_Source text_.
--

Making consumers’ lives easier is the innovation that counts above all else, according to research from agency Incite. While technology advances and pioneering new services are still important, it appears that the most innovative brands in 2009 are those which find ways to make their buyers’ lives that little bit more appealing.
The research claims that there are six drivers behind whether consumers consider a brand to be innovative. People take into account whether a brand is a “pioneer” in its products or services; whether it “makes life easier” by offering genuine benefits; if it creates “buzz” around its activities; if it receives the seal of peer “approval”; whether it is “trusted” and respected by its users; and if it demonstrates “understanding” by appreciating what is occurring in consumers’ lives and what role it can play.
Incite’s research conducted last year showed that being a “pioneer” was the most important element in consumers considering a brand to be innovative. But the need for a brand to be a pioneer has sunk by 16% in responses this year, while the perception that innovative brands “make life easier” rose 41%.
Elaine Kent-Smith, owner of Incite, explains: “In a recession, people are very careful about what they spend. It makes sense that they consider those brands that make their life easier to be the most innovative.”
Order of importance
Trust has also risen by 14% in terms of how innovative it makes brands appear. Kent-Smith says that with “other brands proving less trustworthy”, or going bust, the idea of trusting a company has gained in importance.
Meanwhile, creating a buzz has dropped by 9%, gaining peer approval has sunk by 5% and demonstrating understanding of consumers’ lives has dropped by 17% in importance to people. It appears that in a recession, the most innovative approach is simply to be a trustworthy business that simplifies people’s daily existence.
Trust is one reason that Apple, considered the most innovative brand overall in the research, has risen to the top spot. Surprisingly for a company with such a strong heritage of new product development, it scores higher than most on trust and making life easier for consumers (63%) rather than solely its new technology.
Since the company posted a 47% leap in profits last month, earning £1bn in the three months to September, the consumer enthusiasm for Apple appears to have translated into hard cash as well as sentiment.
Trust and respect
Sony, too, appears to do well with consumers on trust (65%) and being respected (70%). It scores consistently high across most of the metrics, which is why it becomes the second-most innovative brand this year.

--

_Written task_.
From the article on brand innovation above, list the drivers that shape whether consumers consider a brand innovative.

_Stored rows_.
--

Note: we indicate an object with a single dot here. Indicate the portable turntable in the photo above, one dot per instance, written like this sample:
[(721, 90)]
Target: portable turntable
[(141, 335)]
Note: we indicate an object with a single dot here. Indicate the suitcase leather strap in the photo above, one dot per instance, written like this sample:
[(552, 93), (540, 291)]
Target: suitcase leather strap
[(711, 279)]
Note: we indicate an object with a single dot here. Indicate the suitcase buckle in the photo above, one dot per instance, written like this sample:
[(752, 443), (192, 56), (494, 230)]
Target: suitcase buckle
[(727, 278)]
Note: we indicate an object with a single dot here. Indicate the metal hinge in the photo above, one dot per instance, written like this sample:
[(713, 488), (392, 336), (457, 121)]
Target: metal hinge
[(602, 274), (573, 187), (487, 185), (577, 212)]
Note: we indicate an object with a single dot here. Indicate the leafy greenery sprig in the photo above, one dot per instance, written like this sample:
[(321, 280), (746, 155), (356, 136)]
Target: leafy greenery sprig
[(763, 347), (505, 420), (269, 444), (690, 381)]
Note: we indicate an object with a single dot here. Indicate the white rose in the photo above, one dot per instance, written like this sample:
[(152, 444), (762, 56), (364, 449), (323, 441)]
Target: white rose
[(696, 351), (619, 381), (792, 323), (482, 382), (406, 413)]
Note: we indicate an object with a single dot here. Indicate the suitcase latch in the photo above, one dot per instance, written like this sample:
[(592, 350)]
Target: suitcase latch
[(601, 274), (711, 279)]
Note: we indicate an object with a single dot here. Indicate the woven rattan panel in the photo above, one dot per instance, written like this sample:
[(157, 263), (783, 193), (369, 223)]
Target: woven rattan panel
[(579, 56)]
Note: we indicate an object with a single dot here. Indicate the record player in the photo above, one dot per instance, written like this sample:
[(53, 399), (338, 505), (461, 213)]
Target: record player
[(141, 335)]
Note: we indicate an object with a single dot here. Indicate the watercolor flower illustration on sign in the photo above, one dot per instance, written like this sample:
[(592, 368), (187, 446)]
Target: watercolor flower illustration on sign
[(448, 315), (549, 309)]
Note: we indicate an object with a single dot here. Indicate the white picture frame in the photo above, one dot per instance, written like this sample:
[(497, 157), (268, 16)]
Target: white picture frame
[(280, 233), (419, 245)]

--

_Task response_.
1. Being a "pioneer" in its products or services
2. Whether it "makes life easier" by offering genuine benefits
3. Whether it creates "buzz" around its activities
4. Whether it receives the seal of peer "approval"
5. Whether it is "trusted" and respected by its users
6. Whether it demonstrates "understanding" by appreciating what is occurring in consumers' lives and what role it can play